Teks Bacaan -
********************
Tim Perumus RUU Terorisme Perdebatkan Definisi, Ini Masukan Jaksa Penuntut

JPU menuntut melalui unsur dalam tindak pidana

Jakarta, IDN Times - Tim Pansus RUU Antiterorisme DPR RI menggelar rapat bersama tim perumus  tentang perubahan atas UU Nomor 15 Tahun 2003, tentang Pemberantasan Tindak Pidana Terorisme, di Gedung DPR RI hari ini. Motif politik dan ideologi di dalam definisi terorisme masih menjadi perdebatan. 

Anita Dewayani, Ketua Jaksa Penuntut Umum (JPU) kasus terdakwa bom Thamrin Aman Abdurrahman, ikut memberi masukan kepada tim perumus RUU Antiterorisme. Menurut dia, memberikan tuntutan terhadap teroris tidak harus terpaku pada motif.

1. JPU menuntut melalui unsur dalam tindak pidana

Tim Perumus RUU Terorisme Perdebatkan Definisi, Ini Masukan Jaksa PenuntutIDN Times/Sukma Shakti

Anita mengatakan, secara umum dalam membuktikan tindak pidana terorisme, jaksa penuntut hanya terbatasi oleh unsur-unsur tindak pidana itu sendiri. Sehingga, jaksa harus membuktikan adanya unsur kesengajaan.

"Secara umum saja bahwa di dalam membuktikan tindak pidana, kami terbatasi dengan unsur-unsur tindak pidana itu sendiri, bukan definisi. Jadi unsur-unsur itu harus kami buktikan, harus adanya unsur kesengajaan," kata Anita di Gedung DPR RI, Rabu (23/5).
********************
Catatan untuk Diolah -
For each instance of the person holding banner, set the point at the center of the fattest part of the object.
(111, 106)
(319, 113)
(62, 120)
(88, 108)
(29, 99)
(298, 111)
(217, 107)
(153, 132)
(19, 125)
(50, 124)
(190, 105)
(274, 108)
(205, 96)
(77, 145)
********************
Perintah 1 - Susunlah semua baris pada catatan sebagai tabel Markdown dengan kolom Nomor dan Baris, tanpa menyertakan baris kosong.
Perintah 2 - Teruskan teks tentang masukan jaksa penuntut untuk RUU Antiterorisme mulai dari kalimat terakhirnya.

Jawaban Tertulis 1 -
| Nomor | Baris |
|---|---|
| 1 | For each instance of the person holding banner, set the point at the center of the fattest part of the object. |
| 2 | (111, 106) |
| 3 | (319, 113) |
| 4 | (62, 120) |
| 5 | (88, 108) |
| 6 | (29, 99) |
| 7 | (298, 111) |
| 8 | (217, 107) |
| 9 | (153, 132) |
| 10 | (19, 125) |
| 11 | (50, 124) |
| 12 | (190, 105) |
| 13 | (274, 108) |
| 14 | (205, 96) |
| 15 | (77, 145) |

Jawaban Tertulis 2 -
Baca juga: Pembahasan RUU Terorisme Masih Terganjal Definisi

2. Definisi motif terorisme tidak diperlukan jaksa dalam menuntut

Tim Perumus RUU Terorisme Perdebatkan Definisi, Ini Masukan Jaksa PenuntutIDN Times/Sukma Shakti

Anita menjelaskan dalam teori hukum pidana, unsur kesengajaan ada tiga. Antara lain sengaja sebagai maksud, sengaja sebagai tujuan, dan sengaja sebagai kehendak. Itu semua telah terakumulasi.

"Dari menggali unsur kesengajaan itu, sampai akhirnya kita mendapat bahwa ada motivasi seseorang untuk melakukan suatu tindak pidana. Sengaja melakukan tindak pidana, itu dari unsur kesengajaan," jelas dia.

Menurut Anita dengan adanya unsur-unsur tersebut, sehingga definisi motif dan semacamnya sudah tidak diperlukan lagi dalam UU Antiterorisme yang masih diperdebatkan.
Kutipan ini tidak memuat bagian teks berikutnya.